▸ Record extracts
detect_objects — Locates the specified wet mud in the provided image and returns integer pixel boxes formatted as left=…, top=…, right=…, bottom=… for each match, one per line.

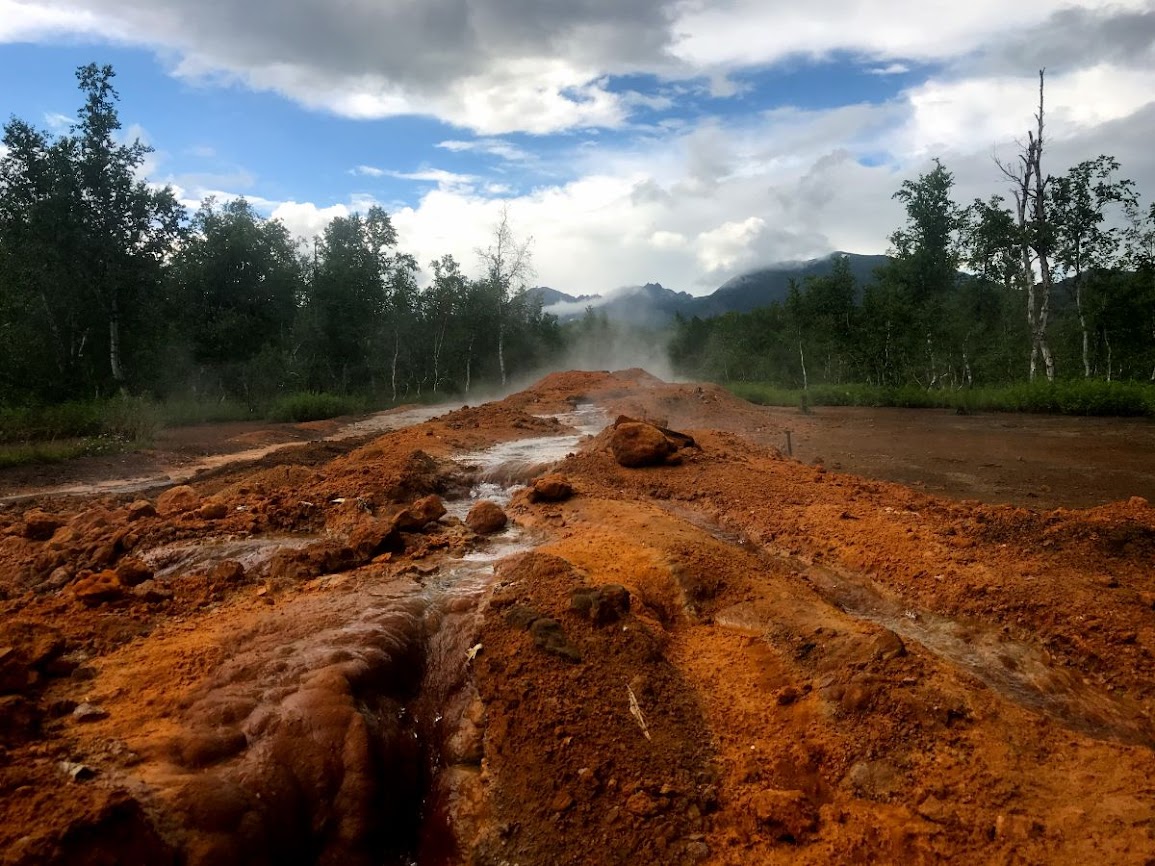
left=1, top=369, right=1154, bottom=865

* * *

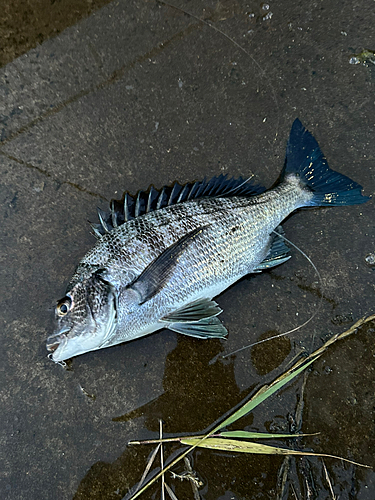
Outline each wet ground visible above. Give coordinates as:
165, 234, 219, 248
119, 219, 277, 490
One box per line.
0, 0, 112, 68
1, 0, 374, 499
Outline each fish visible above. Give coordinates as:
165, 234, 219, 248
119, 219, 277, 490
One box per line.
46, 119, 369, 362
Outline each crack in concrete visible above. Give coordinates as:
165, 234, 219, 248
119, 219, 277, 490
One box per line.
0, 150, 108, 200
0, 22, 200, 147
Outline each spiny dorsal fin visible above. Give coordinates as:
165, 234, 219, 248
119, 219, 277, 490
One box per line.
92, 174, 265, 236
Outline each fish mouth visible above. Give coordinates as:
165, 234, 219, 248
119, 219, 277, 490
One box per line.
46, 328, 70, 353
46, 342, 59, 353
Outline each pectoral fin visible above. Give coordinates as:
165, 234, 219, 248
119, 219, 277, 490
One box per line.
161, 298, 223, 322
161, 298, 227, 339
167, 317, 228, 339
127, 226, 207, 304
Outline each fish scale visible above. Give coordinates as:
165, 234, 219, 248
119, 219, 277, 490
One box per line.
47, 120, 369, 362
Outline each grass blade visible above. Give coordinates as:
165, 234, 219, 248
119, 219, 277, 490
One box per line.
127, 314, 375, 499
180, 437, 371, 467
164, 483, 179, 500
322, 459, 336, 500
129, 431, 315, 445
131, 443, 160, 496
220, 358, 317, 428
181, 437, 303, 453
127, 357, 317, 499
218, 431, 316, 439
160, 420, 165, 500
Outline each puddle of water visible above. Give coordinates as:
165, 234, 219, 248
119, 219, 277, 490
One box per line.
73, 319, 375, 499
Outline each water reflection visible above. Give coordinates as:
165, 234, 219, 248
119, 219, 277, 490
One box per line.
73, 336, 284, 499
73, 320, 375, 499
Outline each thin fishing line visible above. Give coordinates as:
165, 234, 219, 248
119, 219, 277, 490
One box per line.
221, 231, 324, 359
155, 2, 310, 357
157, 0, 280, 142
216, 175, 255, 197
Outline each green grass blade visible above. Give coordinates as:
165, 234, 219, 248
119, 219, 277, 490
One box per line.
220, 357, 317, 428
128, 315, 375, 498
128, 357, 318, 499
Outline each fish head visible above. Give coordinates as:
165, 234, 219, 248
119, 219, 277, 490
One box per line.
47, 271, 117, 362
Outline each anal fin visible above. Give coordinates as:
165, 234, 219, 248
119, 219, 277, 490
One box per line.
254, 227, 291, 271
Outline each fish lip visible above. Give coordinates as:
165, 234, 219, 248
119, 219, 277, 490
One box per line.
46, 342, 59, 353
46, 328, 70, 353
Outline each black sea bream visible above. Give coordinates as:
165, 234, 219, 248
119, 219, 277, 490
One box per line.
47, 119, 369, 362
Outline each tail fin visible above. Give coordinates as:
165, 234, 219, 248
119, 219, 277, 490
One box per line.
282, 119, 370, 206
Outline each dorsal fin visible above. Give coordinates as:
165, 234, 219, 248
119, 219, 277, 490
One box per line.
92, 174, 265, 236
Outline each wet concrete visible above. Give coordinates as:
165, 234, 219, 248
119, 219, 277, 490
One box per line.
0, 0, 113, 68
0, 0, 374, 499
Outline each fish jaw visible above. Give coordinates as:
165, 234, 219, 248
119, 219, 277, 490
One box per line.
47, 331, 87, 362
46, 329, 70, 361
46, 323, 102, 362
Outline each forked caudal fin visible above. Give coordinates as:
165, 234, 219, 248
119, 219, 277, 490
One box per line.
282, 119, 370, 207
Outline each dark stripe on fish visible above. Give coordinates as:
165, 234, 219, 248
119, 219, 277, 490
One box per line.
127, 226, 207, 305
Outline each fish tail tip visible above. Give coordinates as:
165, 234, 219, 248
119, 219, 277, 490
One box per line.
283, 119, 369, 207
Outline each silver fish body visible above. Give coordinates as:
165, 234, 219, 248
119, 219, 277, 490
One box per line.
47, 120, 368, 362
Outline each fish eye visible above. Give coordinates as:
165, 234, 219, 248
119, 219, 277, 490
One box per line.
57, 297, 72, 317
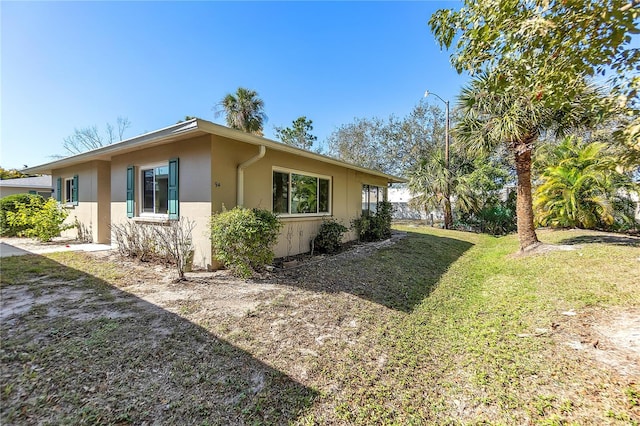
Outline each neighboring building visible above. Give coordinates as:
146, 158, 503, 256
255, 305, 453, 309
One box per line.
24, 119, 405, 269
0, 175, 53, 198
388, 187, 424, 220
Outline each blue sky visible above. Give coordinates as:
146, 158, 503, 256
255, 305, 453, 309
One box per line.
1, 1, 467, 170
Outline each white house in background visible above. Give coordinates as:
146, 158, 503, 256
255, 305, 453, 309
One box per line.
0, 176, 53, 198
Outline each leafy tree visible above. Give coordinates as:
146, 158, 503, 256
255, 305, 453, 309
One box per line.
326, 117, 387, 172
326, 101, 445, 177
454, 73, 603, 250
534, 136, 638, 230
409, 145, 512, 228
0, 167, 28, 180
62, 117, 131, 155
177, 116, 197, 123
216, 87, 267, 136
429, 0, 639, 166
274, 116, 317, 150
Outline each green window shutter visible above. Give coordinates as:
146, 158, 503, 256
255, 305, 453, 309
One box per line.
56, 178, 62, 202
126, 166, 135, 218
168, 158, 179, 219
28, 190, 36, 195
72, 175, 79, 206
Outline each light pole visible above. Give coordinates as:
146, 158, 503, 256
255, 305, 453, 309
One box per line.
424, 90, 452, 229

▸ About this exercise
Work out how many lines in the preceding data include the word "blade". State only that number.

▸ Task solution
2